#### WHAT IS BEING ASKED:
Give again, word for word, every line in the entries below from the line with "Query: green tree" up to and including the line with "Query: white cloud", and no other line.

#### SOURCE DATA:
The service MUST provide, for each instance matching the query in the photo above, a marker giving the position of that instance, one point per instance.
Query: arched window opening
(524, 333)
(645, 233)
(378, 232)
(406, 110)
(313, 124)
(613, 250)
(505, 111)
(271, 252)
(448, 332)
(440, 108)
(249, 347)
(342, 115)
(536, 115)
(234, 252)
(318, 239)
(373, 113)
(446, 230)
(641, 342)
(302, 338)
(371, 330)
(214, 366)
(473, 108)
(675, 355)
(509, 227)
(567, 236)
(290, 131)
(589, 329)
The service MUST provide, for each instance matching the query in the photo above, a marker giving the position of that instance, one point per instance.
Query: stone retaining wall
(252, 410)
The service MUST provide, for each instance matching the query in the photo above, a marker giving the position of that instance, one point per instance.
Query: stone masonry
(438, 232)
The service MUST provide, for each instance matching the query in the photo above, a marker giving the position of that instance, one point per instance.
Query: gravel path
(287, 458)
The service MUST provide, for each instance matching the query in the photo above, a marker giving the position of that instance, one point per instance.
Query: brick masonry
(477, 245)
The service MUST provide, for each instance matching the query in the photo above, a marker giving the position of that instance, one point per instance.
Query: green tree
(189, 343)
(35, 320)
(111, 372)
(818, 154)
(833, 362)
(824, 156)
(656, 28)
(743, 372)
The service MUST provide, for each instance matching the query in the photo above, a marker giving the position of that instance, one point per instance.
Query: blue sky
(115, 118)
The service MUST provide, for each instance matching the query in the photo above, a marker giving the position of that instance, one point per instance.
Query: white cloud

--

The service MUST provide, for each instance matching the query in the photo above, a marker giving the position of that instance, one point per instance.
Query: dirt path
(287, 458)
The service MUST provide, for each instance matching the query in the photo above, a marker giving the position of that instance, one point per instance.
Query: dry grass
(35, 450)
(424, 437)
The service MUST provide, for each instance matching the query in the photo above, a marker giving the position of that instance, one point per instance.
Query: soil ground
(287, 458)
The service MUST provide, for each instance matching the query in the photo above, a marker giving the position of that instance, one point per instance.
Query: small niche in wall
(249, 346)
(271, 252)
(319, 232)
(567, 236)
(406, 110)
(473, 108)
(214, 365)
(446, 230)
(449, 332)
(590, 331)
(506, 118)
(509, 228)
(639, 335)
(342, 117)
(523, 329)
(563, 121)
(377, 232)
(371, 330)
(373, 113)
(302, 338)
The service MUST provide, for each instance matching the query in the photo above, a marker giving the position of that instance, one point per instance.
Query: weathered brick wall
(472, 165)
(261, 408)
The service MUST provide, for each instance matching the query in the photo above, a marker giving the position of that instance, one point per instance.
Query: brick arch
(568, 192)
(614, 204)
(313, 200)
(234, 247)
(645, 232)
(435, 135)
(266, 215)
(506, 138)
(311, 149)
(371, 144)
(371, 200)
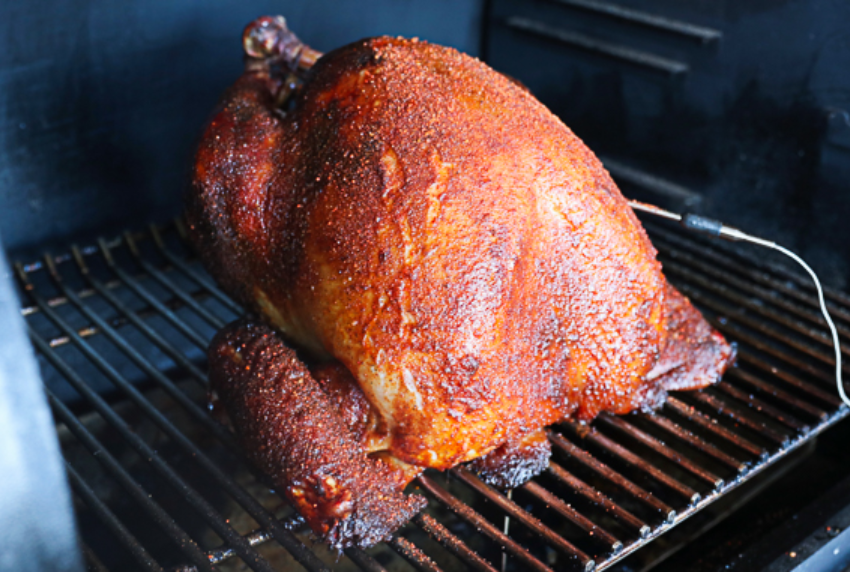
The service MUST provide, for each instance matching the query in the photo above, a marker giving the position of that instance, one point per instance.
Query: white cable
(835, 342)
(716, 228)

==

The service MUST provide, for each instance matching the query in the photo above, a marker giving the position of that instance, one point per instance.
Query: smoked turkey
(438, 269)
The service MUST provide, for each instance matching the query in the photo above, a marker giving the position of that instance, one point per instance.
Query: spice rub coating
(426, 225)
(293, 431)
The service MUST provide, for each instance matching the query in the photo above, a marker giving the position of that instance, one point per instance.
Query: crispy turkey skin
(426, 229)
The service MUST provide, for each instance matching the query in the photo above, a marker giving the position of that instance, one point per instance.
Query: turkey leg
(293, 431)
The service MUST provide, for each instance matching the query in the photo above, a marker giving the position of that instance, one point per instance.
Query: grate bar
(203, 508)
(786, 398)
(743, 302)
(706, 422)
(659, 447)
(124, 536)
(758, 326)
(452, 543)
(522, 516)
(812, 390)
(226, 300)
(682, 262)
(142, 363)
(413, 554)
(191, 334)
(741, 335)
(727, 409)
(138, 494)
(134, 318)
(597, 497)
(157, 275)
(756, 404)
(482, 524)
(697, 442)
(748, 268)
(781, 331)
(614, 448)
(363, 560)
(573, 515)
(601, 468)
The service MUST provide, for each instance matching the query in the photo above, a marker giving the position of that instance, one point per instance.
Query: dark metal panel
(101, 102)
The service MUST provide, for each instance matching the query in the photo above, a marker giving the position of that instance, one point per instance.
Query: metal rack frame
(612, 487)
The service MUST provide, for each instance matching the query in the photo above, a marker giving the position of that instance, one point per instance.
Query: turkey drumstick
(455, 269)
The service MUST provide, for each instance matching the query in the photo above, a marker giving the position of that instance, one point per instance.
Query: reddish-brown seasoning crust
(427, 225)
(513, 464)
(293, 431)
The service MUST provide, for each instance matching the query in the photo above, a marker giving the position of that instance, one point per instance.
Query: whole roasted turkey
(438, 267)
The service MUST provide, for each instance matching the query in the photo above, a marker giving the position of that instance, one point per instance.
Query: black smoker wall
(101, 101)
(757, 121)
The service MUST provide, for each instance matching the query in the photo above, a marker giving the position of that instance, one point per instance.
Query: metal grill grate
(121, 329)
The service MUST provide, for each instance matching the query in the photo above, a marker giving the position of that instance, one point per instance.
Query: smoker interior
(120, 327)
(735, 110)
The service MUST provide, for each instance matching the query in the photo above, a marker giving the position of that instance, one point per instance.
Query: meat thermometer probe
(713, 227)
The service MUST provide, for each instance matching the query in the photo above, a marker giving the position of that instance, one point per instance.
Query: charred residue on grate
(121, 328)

#### ANSWER TO THIS PROBLEM:
Query: green tree
(189, 343)
(35, 320)
(111, 372)
(818, 154)
(833, 362)
(824, 156)
(656, 28)
(743, 372)
The service MUST provide, for each instance matching the query in the photo above, a marker giving the position of that instance, one point per instance.
Query: blue sky
(115, 118)
The service MUST provide, for each instance matching the query in the photo above, a marker giving the position of that instance, one point per instance.
Query: white cloud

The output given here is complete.